*** Opening Records for the task ***

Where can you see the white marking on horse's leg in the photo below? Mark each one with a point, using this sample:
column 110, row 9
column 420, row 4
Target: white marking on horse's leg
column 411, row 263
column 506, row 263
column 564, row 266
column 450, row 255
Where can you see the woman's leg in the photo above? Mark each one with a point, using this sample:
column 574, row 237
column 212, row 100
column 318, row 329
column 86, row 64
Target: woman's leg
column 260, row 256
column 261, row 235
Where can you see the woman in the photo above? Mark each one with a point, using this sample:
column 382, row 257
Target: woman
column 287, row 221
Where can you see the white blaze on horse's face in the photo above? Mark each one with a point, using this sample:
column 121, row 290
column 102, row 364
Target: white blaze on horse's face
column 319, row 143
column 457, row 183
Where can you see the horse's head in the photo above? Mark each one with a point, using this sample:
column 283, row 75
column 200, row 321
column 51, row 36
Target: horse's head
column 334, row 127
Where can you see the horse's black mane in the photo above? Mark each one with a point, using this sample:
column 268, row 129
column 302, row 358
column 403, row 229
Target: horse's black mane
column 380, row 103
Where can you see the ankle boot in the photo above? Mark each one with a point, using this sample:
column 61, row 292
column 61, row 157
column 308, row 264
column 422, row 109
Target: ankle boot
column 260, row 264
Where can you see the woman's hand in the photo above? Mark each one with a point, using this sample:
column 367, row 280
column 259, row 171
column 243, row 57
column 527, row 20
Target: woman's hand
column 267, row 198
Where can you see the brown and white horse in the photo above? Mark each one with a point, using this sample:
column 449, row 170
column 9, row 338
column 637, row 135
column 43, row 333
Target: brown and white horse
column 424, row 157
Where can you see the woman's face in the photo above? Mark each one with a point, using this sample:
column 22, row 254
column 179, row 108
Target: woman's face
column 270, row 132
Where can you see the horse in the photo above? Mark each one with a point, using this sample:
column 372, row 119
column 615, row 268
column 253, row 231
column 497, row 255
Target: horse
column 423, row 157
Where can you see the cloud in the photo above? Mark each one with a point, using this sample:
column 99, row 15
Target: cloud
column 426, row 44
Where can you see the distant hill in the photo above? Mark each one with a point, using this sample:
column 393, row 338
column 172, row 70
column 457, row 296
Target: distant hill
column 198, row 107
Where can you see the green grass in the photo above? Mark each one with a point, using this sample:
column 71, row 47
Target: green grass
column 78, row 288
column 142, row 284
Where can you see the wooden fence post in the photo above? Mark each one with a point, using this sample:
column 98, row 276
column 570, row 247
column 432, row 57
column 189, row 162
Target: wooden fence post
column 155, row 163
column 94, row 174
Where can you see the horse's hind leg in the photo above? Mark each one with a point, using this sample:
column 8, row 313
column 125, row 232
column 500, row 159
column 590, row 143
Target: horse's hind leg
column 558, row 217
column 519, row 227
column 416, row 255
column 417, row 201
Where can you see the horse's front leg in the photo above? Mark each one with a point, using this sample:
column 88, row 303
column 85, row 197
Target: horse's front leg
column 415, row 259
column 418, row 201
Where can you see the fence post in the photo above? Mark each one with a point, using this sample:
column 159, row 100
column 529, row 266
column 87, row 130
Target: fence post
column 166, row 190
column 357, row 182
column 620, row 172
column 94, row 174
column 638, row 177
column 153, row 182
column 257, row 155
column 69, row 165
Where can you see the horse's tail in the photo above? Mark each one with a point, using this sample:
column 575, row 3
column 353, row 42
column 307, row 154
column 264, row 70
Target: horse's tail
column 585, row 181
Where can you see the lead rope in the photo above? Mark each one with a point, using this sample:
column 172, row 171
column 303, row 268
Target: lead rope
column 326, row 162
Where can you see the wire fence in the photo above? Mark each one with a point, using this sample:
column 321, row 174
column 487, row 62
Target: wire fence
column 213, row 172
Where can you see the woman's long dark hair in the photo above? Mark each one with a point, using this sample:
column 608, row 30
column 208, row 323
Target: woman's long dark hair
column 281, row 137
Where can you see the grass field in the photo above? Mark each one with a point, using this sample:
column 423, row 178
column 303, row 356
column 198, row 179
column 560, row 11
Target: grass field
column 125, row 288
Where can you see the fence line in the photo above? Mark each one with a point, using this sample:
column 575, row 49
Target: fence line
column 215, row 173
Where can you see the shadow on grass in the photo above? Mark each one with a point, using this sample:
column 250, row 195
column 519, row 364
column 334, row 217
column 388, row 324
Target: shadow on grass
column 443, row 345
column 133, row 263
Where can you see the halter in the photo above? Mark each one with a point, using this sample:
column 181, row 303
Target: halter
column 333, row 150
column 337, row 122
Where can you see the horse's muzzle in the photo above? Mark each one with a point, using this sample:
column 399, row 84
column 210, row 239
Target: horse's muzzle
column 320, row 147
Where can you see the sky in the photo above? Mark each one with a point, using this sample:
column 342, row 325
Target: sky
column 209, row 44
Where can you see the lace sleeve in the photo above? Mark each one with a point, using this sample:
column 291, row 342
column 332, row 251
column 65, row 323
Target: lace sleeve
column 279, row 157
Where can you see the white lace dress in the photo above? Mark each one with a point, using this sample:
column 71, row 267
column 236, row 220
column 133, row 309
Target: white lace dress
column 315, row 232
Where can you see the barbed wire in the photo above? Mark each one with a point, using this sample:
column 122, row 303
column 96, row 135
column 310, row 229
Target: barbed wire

*** Closing Records for the task ***

#### Work item
What you give back must match the material exactly, beginning with its first line and ending with the line holding "column 61, row 292".

#### Solved problem
Where can you see the white marking on horse's leg in the photo below? Mark each one with a point, using this sample:
column 110, row 9
column 420, row 4
Target: white marking on horse's leg
column 411, row 263
column 506, row 263
column 564, row 266
column 450, row 255
Where can you see the woman's leg in the photo above? Mark each one with a point, using this sample:
column 574, row 237
column 212, row 100
column 318, row 329
column 86, row 64
Target: woman's leg
column 260, row 256
column 261, row 235
Where can you see the woman in the photo above? Mark each one with a point, using this sample:
column 382, row 257
Target: woman
column 287, row 221
Where can you see the white blaze on horse's face in the photo above? Mark each one with a point, using this sample:
column 121, row 290
column 102, row 364
Target: white blaze on horse's face
column 319, row 143
column 457, row 183
Where can you see the horse's head in the photo above? Mark each one with a point, using this sample:
column 283, row 75
column 200, row 321
column 51, row 36
Target: horse's head
column 334, row 127
Where can you see the horse's black mane in the photo above? Mark each one with a point, using this sample:
column 268, row 129
column 302, row 358
column 403, row 229
Target: horse's black mane
column 380, row 103
Where can you see the ankle boot in the photo above? Mark each one with a point, using this sample:
column 61, row 292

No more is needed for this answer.